* Tasks to complete *
1) In the passage on the 2017 Copa del Rey final, rewrite the section starting at "The 2017 Copa" and ending at "side Real Sociedad.", swapping "Vicente Calderón" for "Wanda Metropolitano".
2) Name every football club mentioned in the passage on the 2017 Copa del Rey final.

The 2017 Copa del Rey final was a football match played on 27 May 2017 to decide the winner of the 2016–17 Copa del Rey, the 115th edition of Spain's primary football cup (including two seasons where two rival editions were played). The match was between Barcelona and Alavés at the Vicente Calderón in Madrid.

As winners, Barcelona faced Real Madrid in the 2017 Supercopa de España, and qualified for the 2017–18 UEFA Europa League group stage. However, as they had already qualified for the Champions League through their league position, the Europa League spot was thus passed down the league to sixth-placed side Real Sociedad.

==Background==
Barcelona had previously played in 39 Copa del Rey finals, tied only with Real Madrid's 39, and had a record 28 victories. They were the reigning champions, having defeated Sevilla 2–0 after extra time in the previous year's final at the Vicente Calderón in Madrid. This was their fourth consecutive final, and they were seeking a third consecutive title, a feat previously accomplished by themselves in 1953, and Athletic Bilbao in 1916 and 1945; Real Madrid (1908) and Athletic (1933) held the shared record of winning four consecutive finals.

Meanwhile, Alavés, in their first back in the top flight following promotion to La Liga, were competing in their first ever Copa del Rey final, and their first major final since their 5–4 defeat to Liverpool in the 2001 UEFA Cup Final.

* Given information *
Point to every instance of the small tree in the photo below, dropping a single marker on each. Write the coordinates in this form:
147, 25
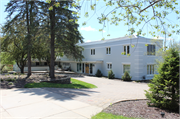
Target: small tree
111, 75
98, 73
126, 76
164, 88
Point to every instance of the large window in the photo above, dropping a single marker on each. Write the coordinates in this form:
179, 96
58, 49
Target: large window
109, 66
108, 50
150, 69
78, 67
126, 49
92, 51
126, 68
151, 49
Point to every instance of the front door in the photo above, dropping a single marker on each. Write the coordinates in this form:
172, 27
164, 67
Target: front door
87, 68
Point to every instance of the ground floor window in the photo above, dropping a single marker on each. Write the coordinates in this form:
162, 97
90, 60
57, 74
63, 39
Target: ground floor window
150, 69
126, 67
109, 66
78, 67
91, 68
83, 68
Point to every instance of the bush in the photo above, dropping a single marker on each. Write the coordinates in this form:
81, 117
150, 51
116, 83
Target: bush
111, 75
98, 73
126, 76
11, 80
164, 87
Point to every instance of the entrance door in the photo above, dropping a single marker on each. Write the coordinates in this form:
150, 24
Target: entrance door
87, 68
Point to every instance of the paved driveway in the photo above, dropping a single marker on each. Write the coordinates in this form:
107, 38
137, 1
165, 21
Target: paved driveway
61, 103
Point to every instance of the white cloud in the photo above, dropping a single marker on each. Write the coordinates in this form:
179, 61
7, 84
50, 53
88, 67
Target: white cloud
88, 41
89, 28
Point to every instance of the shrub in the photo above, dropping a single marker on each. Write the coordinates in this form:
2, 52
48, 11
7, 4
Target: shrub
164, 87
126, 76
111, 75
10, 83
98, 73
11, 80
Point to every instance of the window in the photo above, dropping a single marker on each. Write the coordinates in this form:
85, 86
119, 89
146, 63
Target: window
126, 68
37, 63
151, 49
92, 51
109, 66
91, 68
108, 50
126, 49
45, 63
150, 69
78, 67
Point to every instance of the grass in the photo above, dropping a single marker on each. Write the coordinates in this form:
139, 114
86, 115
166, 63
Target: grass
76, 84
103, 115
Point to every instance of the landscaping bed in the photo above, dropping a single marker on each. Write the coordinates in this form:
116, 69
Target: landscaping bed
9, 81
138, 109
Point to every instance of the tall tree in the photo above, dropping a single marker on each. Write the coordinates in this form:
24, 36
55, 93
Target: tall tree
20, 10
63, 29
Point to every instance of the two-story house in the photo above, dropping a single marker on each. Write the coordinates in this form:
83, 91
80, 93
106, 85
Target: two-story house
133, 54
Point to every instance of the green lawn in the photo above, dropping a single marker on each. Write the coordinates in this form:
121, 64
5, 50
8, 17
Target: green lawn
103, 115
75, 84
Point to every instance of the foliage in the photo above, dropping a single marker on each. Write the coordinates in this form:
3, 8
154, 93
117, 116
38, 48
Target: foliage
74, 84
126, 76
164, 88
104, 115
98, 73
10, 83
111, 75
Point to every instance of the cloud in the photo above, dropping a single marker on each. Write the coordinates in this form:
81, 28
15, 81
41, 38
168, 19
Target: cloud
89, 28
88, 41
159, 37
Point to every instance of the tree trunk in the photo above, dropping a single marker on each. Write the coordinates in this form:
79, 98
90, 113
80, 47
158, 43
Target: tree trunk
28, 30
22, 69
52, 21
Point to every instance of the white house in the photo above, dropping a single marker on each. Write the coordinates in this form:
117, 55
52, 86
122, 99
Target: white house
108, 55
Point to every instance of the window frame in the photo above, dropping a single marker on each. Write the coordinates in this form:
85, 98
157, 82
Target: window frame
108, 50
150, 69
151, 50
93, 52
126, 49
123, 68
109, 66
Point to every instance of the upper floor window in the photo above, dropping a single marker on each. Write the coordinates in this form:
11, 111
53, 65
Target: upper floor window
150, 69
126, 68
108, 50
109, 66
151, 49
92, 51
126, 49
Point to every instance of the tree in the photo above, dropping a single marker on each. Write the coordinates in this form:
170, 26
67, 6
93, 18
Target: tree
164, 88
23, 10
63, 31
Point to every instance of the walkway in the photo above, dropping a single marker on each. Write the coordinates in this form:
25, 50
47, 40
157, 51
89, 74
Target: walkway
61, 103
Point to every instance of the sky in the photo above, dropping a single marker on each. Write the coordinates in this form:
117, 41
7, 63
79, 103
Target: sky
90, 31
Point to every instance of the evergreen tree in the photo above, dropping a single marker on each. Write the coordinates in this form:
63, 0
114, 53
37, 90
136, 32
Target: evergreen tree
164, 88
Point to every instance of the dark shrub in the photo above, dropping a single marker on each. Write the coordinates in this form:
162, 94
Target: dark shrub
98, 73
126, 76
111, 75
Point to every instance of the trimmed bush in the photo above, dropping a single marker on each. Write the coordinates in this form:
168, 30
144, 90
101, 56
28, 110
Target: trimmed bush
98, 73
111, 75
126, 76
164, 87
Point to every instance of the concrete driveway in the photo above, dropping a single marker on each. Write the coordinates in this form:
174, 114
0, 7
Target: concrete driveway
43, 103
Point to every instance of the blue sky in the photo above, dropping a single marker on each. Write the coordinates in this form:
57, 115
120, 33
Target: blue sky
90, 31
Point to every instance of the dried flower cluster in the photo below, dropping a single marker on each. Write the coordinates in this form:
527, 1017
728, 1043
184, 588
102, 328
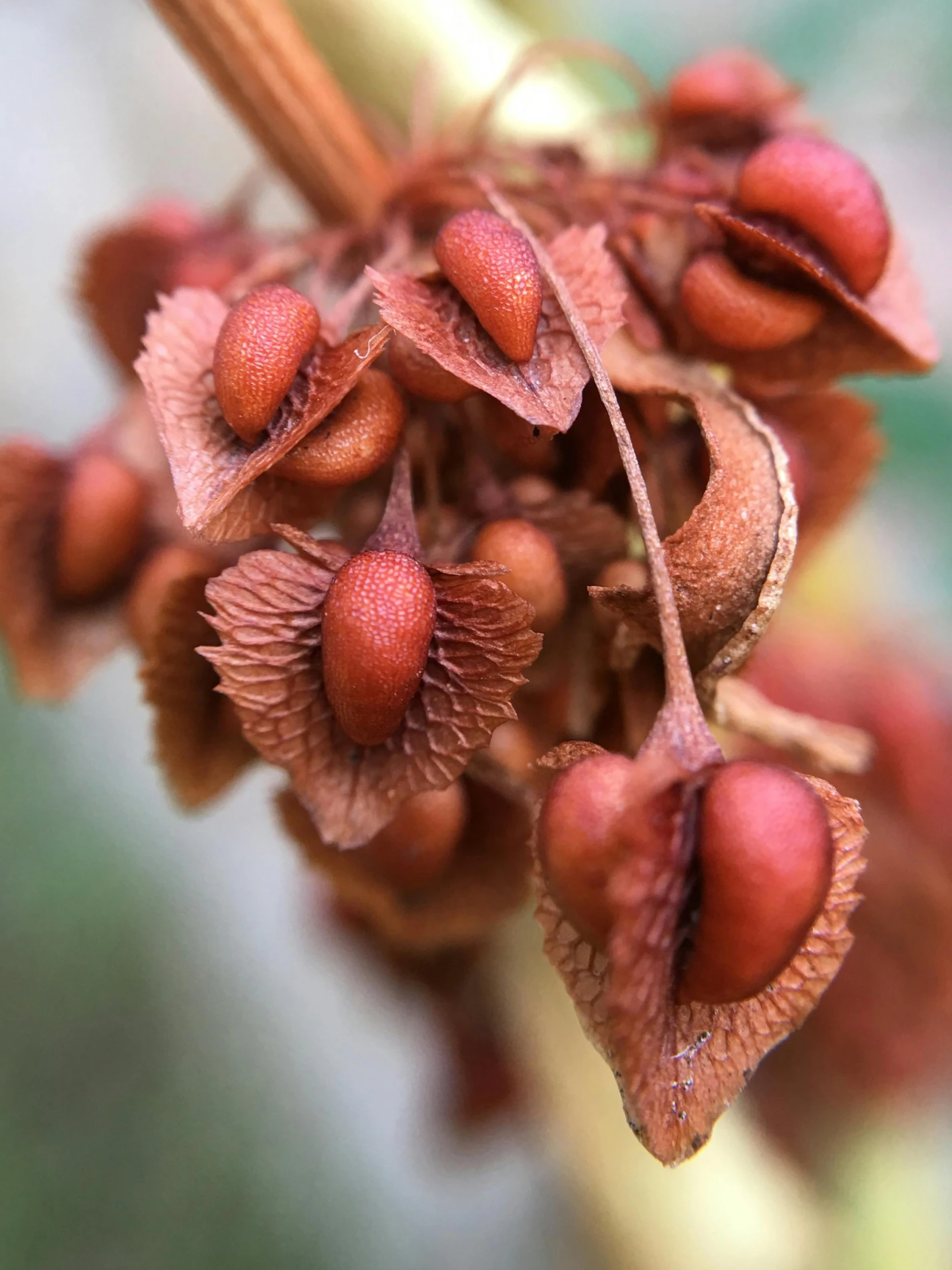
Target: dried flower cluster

* Task responses *
1)
The 2017 Copa del Rey final was a football match played on 27 May 2017 to decide the winner of the 2016–17 Copa del Rey, the 115th edition of Spain's primary football cup (including two seasons where two rival editions were played). The match was between Barcelona and Alavés at the Wanda Metropolitano in Madrid.

As winners, Barcelona faced Real Madrid in the 2017 Supercopa de España, and qualified for the 2017–18 UEFA Europa League group stage. However, as they had already qualified for the Champions League through their league position, the Europa League spot was thus passed down the league to sixth-placed side Real Sociedad.

2) Barcelona, Alavés, Real Madrid, Real Sociedad, Sevilla, Athletic Bilbao, Liverpool